EXERCISE REQUIREMENTS ▸
Starting with the line that contains "x=361, y=338", set down each line through the end of the entries below, exactly and with nothing added.

Data items
[Start of Attachment]
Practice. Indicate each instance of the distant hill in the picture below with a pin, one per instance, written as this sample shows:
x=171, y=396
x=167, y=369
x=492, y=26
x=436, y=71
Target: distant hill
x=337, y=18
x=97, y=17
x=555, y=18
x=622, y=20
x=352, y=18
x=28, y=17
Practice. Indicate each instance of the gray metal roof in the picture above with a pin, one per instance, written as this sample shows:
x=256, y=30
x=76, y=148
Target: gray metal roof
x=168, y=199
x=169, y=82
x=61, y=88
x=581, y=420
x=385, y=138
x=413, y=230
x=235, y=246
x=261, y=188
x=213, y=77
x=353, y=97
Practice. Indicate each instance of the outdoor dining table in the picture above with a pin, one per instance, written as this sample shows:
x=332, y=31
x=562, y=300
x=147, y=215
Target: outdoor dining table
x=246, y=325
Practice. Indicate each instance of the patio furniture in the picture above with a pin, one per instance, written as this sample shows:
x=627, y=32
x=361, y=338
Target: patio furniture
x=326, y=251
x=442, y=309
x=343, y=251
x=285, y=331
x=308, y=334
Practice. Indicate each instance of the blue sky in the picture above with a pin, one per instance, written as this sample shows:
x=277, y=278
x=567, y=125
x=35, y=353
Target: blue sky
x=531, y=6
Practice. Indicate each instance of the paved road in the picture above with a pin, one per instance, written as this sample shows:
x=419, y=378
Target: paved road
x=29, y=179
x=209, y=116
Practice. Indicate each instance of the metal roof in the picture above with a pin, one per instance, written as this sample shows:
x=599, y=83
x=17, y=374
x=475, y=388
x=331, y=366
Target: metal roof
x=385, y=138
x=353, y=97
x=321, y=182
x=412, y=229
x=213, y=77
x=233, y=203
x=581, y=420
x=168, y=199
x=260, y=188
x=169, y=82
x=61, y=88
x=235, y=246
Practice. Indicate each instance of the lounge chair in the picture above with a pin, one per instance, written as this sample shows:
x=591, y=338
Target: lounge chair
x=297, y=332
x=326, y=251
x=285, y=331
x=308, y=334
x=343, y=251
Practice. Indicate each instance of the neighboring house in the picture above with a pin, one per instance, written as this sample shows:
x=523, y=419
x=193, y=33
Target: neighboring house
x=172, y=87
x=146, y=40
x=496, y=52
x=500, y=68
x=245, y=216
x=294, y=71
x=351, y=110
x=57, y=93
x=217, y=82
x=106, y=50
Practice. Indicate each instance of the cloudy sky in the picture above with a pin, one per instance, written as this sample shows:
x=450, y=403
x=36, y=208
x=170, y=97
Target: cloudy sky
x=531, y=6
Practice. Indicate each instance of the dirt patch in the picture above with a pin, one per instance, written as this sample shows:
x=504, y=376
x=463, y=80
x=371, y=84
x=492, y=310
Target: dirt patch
[End of Attachment]
COMPLETED TASK ▸
x=361, y=338
Target: patio furniture
x=326, y=251
x=442, y=309
x=343, y=251
x=285, y=331
x=308, y=334
Practice. Indicate each instance of the blue sky in the picture above with a pin, one per instance, written as this sample shows:
x=277, y=278
x=567, y=125
x=35, y=353
Target: blue sky
x=531, y=6
Practice. Indicate each instance of the paved road in the picture above with a pin, one per instance, written as this sample shows:
x=419, y=378
Target: paved road
x=29, y=179
x=209, y=116
Practice. Indicate each instance of the metal roof in the picture above with a pin, one per instance, written as this sample shows:
x=599, y=83
x=17, y=374
x=475, y=388
x=331, y=366
Target: metal roof
x=385, y=138
x=353, y=97
x=321, y=182
x=412, y=229
x=213, y=77
x=233, y=203
x=581, y=420
x=168, y=199
x=260, y=188
x=169, y=82
x=61, y=88
x=235, y=246
Practice. Indicate each instance of the lounge chair in the picture above with a pin, one per instance, written as this sample shows:
x=591, y=338
Target: lounge chair
x=297, y=332
x=326, y=251
x=285, y=331
x=308, y=334
x=343, y=251
Practice. Indicate each instance of the neighboring house in the picture above with a pin, one per instance, written as this sample shows:
x=523, y=419
x=193, y=33
Target: neighboring house
x=172, y=87
x=146, y=40
x=496, y=52
x=500, y=68
x=245, y=216
x=294, y=71
x=351, y=110
x=57, y=93
x=217, y=82
x=106, y=50
Practice. Indicate each instance of the cloudy sky in the picture above with a pin, one per instance, written as this sample shows:
x=450, y=403
x=36, y=208
x=170, y=97
Target: cloudy sky
x=531, y=6
Practice. Indicate each instance of the dirt patch in the picture above with a pin, one per instance, written as this sample shows:
x=504, y=376
x=463, y=80
x=371, y=84
x=492, y=310
Target: dirt patch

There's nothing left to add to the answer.